TEXT EXCERPT:
______________________________
In a speech to Amnesty International’s national conference John Kampfner talks self-censorship, Nick Griffin and why free speech means fighting for the rights of people whose views you find obnoxious

Freedom of conscience and freedom of expression: the first you do, the second we do. They are two sides of the same coin, with many common factors. That is why I’m so delighted to be here, to praise Amnesty, to support it, and yes also to challenge it.

But before talking of present and future challenges, I’ll make a quick dip into the past. In the current issue of the Index on Censorship magazine, we have a wonderful piece from Michael Scammell, who was charged by Stephen Spender with the task of getting the organisation off the ground just a tad short of 40 years ago. Spender decided to call the new organisation Writers and Scholars International, with deliberate overlaps to Amnesty International. Amnesty’s director, Martin Ennals, was on the interview committee which gave Scammell the job. Scammell describes being given a lift by Ennals. He wrote:

He had one of those streamlined black Citroen sedans with pillowy suspension that rose and fell with each bump in the road and lurched round corners, and we discussed a proposal by the board to make WSI a subsidiary of Amnesty. Among other things it would help WSI’s precarious financial situation, but I quickly grasped between lurches that Martin was uncomfortable at the thought of having such a cuckoo in the nest, and I was equally unhappy at the idea of being the cuckoo. Well before we reached our destination, the idea was jettisoned by joint consent.

On such bumps in the road are important decisions made! Both organisations went their own way. Amnesty’s illustrious history is well known to you. Index has also had a rich history, albeit on a smaller scale, publishing some of the great writers of the age, from Solzehnitsyn, to Nadine Gordimer, to Vaclav Havel, Bernard-Henri Lévy, and many unsung heroes of free expression.

After more than 20 years in journalism, I was keen for a change. One of the frustrations of that profession is that you spend all your time writing or broadcasting about what others do, rather than doing it yourself. I relished the chance to help overhaul an organisation that had somewhat lost its way. The editorial work, which led to the quarterly magazine winning the Amnesty award in 2008, was impeded by poor administration, and by a lack of a clear mission. I saw the task as straightforward: to make Index, through its magazine, website, international projects and arts and youth programmes, THE place for people around the world to turn to for incisive information and advocacy about free expression and censorship issues.

The most important breakthrough has been the libel reform campaign which we launched with English PEN in November (before joining forces with Sense About Science in December). Over the last four months, we have set the agenda, highlighting the extent to which England possesses the most iniquitous libel laws of the developed world. London has become the town called sue, where the rich and powerful from any country use our courts to chill free speech by threatening costly defamation actions, not just on journalists and their like, but on scientists, academics and yes on NGOs. I’m constantly alarmed by the number of reports issued by NGOs around the world that are filtered through lawyers, and subsequently toned down, for fear of the writ.

It took the litigant law firms months to fight back, suggesting improbably that libel tourism was a figment of our imagination. They argued that super-injunctions were part of a body of law of which the UK should be proud. We’re still at the start of our fight, but I’m pleased to say that all three main political parties will pledge in their manifestos a serious commitment to libel reform. And if they renege, we will pursue them. Our campaign has already secured over 49,500 signatures, and I’m delighted that Amnesty has joined the throng.
______________________________
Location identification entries
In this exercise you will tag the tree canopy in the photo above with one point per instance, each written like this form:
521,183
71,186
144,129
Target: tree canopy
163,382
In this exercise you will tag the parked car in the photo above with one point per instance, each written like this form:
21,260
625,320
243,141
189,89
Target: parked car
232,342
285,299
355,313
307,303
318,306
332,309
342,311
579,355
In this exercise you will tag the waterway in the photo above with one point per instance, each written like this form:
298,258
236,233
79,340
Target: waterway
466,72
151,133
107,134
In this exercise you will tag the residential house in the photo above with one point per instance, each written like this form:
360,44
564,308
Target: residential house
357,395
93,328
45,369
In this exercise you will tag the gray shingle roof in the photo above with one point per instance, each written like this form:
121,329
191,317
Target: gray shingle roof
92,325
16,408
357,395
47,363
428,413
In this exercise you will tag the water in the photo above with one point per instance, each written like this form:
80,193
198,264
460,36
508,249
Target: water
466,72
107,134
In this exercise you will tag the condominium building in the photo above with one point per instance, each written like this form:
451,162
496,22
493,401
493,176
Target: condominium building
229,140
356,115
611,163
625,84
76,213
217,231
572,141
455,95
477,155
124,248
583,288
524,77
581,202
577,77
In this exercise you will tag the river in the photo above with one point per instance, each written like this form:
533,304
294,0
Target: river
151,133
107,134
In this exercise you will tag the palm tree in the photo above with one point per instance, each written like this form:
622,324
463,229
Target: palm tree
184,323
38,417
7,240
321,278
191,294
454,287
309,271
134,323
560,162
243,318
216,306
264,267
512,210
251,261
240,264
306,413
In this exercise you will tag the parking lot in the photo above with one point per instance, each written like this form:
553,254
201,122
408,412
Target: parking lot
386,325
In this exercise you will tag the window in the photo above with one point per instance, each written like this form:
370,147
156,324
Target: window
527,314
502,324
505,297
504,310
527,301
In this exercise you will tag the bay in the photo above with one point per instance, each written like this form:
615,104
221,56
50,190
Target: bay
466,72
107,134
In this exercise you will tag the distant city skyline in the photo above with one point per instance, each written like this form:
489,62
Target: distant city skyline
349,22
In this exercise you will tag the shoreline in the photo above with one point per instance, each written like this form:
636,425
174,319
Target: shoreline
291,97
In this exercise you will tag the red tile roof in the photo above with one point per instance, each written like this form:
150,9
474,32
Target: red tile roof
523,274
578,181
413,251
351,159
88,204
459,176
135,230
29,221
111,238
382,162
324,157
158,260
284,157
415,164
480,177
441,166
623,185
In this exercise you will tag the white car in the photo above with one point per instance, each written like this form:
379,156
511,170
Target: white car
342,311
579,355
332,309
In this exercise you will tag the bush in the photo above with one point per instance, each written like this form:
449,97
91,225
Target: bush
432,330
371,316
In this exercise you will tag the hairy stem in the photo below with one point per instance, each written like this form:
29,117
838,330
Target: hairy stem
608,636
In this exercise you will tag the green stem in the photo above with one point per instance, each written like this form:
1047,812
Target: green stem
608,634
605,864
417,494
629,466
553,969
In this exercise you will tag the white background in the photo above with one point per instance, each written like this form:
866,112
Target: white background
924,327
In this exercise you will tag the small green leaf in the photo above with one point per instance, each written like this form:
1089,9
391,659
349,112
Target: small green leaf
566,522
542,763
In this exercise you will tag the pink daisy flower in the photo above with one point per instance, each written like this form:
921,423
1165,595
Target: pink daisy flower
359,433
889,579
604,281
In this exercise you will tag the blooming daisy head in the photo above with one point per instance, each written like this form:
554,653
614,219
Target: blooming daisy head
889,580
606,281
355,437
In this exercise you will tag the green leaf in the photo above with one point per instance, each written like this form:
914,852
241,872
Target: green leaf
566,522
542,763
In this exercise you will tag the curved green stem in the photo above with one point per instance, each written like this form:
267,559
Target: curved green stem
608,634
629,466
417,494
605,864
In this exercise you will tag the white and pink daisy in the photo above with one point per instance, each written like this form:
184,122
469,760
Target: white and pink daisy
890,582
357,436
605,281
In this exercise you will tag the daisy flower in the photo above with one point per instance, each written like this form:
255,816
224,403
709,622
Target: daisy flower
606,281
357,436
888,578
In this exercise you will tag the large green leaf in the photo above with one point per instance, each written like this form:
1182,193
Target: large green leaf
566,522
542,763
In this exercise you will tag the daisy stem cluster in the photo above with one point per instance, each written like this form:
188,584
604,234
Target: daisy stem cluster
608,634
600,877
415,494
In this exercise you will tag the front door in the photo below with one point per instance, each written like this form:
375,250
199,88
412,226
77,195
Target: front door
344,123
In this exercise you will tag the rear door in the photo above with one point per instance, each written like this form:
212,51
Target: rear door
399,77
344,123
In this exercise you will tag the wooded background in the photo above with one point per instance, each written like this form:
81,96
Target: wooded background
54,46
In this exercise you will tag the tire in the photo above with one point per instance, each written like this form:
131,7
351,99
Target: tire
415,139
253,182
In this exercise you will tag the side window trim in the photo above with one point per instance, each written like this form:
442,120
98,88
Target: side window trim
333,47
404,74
______________________________
EXERCISES:
1) Decide whether each statement agrees with the speech excerpt on free expression. Answer yes or no and quote the deciding words. (a) The libel reform campaign was launched with English PEN in November. (b) The quarterly magazine won the Amnesty award in 2008. (c) Martin Ennals favored making WSI a subsidiary of Amnesty.
2) Please reproduce the part of the speech excerpt on free expression that opens with the words containing "It took the" and closes with "joined the throng.".
These rows were drawn from a separate source.

PROBLEM SOLUTIONS:
1)
(a) Yes: "the libel reform campaign which we launched with English PEN in November"
(b) Yes: "led to the quarterly magazine winning the Amnesty award in 2008"
(c) No: "Martin was uncomfortable at the thought of having such a cuckoo in the nest"

2)
It took the litigant law firms months to fight back, suggesting improbably that libel tourism was a figment of our imagination. They argued that super-injunctions were part of a body of law of which the UK should be proud. We’re still at the start of our fight, but I’m pleased to say that all three main political parties will pledge in their manifestos a serious commitment to libel reform. And if they renege, we will pursue them. Our campaign has already secured over 49,500 signatures, and I’m delighted that Amnesty has joined the throng.